### [EXERCISE OBJECTIVE]
Reproduce the listing below in full, keeping every line and character unchanged.

### [RECORDED DATA]
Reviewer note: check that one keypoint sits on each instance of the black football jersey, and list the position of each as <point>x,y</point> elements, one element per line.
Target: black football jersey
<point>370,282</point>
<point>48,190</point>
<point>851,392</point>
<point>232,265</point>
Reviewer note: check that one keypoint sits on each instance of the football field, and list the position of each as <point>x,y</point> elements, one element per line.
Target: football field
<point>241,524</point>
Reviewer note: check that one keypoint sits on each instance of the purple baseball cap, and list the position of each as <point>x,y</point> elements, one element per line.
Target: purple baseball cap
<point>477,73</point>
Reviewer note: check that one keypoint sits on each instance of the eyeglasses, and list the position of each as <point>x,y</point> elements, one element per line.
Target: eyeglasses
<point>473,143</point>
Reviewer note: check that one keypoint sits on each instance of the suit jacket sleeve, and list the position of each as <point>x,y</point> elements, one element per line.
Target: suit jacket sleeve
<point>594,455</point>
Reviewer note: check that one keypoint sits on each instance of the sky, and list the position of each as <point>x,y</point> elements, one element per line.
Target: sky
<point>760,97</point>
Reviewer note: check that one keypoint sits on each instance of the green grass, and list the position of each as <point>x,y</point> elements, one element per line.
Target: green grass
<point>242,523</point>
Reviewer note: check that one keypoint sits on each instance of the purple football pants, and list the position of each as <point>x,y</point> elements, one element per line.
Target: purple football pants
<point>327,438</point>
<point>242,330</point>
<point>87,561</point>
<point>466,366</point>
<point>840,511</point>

### [ANSWER BELOW]
Reviewer note: check that one keypoint sits on each instance of the black football jersey, and list the position of each as <point>x,y</point> elements, one element per line.
Target: black football jersey
<point>370,282</point>
<point>48,190</point>
<point>851,392</point>
<point>232,265</point>
Reviewer note: check that one keypoint sits on each instance of the football field, and list the position of each as <point>x,y</point> elements, one element per line.
Target: football field
<point>241,524</point>
Reviewer note: check that one keypoint sits on each instance of the purple baseball cap, and list the position of each as <point>x,y</point> elements, one element per line.
Target: purple baseball cap
<point>477,73</point>
Reviewer note: check that one keypoint sits on each instance of the eyeglasses, and list the position of each as <point>x,y</point> elements, one element per line.
Target: eyeglasses
<point>473,143</point>
Reviewer note: check that one keypoint sits on each instance of the suit jacket sleeve, and list the position of each as <point>x,y</point> elements, one element per line.
Target: suit jacket sleeve
<point>594,455</point>
Reviewer note: check that one keypoint sits on each instance of the sky, and list the position of each as <point>x,y</point> elements, one element per line.
Target: sky
<point>760,97</point>
Reviewer note: check that one keypoint sits on each instance of the green grass, and list the position of each as <point>x,y</point> elements, one element per line.
Target: green grass
<point>242,523</point>
Reviewer note: check that one keypoint sits on each instance of the purple football pants, and list the position of each as <point>x,y</point> elements, one element per line.
Target: purple football pants
<point>327,438</point>
<point>242,330</point>
<point>87,561</point>
<point>466,366</point>
<point>840,511</point>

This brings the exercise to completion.